| 課題の要件 |
腱の障害の経過を扱った本文を引き継ぎ、最後の文の後から続きを書いてください。

| 提供本文 |
+++
それでそもそも自分を治さなければいけないという発想から、どうすれば治るのだろう、あるいはどういう変化が起こってくるのだろうと考えてきました。
実は、腱の障害がどのように変わっていくかを追跡した研究というのはあまりないのです。そもそも腱が太くなっている変化に対して、それがいい変化なのか、悪い変化なのかということもあまりよくわかっていなかったのです。腱が腫れている、太くなっている。それをMRIでみて、正常時と変わっていれば、それは質的に変化しているからこれは悪い変化だろうと。
ではMRIで色が変化していなくて太くなっている場合にはいいのかどうか、これについてはわかっていなかったのです。自分の膝や足底を調べて、それで痛みがあるかどうかとか、走れるかどうかということで、対比していってみると、太くなったことについては、結局太くなった状態で落ち着いて、走れるのです。
+++
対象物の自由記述
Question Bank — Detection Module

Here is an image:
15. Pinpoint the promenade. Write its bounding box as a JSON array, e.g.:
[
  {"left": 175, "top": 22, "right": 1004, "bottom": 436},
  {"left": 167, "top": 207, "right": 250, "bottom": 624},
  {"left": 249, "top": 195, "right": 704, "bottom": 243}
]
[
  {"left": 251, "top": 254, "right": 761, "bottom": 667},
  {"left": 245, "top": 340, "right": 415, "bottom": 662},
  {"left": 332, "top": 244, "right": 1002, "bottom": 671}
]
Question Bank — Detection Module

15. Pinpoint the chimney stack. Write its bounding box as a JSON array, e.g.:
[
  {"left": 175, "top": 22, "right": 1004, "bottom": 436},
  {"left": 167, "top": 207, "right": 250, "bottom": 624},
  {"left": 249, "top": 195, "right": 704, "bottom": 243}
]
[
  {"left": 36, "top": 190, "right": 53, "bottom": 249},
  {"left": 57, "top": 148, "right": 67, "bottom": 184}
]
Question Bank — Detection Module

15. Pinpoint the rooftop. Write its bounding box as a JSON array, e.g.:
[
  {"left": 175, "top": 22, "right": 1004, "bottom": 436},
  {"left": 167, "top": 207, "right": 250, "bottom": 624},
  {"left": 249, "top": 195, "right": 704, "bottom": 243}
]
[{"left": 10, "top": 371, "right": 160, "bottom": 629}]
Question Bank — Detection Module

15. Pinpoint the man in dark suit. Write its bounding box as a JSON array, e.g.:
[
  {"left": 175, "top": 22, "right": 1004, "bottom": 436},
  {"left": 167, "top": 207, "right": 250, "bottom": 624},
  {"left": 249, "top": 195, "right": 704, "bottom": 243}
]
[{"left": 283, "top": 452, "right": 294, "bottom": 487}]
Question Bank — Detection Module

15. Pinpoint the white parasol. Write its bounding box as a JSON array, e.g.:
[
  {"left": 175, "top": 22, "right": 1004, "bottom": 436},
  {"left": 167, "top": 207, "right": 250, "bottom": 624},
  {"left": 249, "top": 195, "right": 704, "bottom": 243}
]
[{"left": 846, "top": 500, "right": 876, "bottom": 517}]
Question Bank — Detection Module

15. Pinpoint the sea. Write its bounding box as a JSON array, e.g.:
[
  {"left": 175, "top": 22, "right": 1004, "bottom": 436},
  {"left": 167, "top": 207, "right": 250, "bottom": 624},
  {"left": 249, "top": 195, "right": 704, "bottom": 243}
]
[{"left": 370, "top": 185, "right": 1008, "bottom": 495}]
+++
| 解答内容 |
ということは、太いこと自体は悪い変化ではなくて、どうも損傷部が修復されて治っていった変化だと考えられる。ただ、もとどおりの厚さにはならないのです。とにかく強度が保たれた結果なのではないかと考えるに至ったわけです。
-損傷というのは微細な損傷。
鳥居:そうです。それを治す反応が起こって、たぶん腱の線維が周囲にたくさんできるのです。
-肥厚化すると。
烏居:そういうことです。
-結果として、もとの組織よりも厚くなる。
烏居:厚くなる理由はおそらく、最初は強度の弱い線維しかできないから、たくさんつくらなければいけない。それがたぶん成熟して強度が強くなってくる。あるとき、自分の腱で測ったわけではないのですが、アキレス腱の障害を経験した人たち10人くらいに来ていただき、腱の張力を測定するという実験をしました。
このとき、腱全体の張力と単位断面積あたりの張力を調べました。同じ人で、障害を起こしていない腱と、起こした腱のそれぞれでみたのですが、全体としての張力は、障害を起こして太くなった腱と起こしていない腱とちょうどイコールとなっているのです。ということは、やはり単位断面積あたりにして比較すると、どうも少なくとも障害から復帰して数年以内の段階だともとの強度までは回復しきっていないようなのです。
-その足りない分を太さでカバーしている。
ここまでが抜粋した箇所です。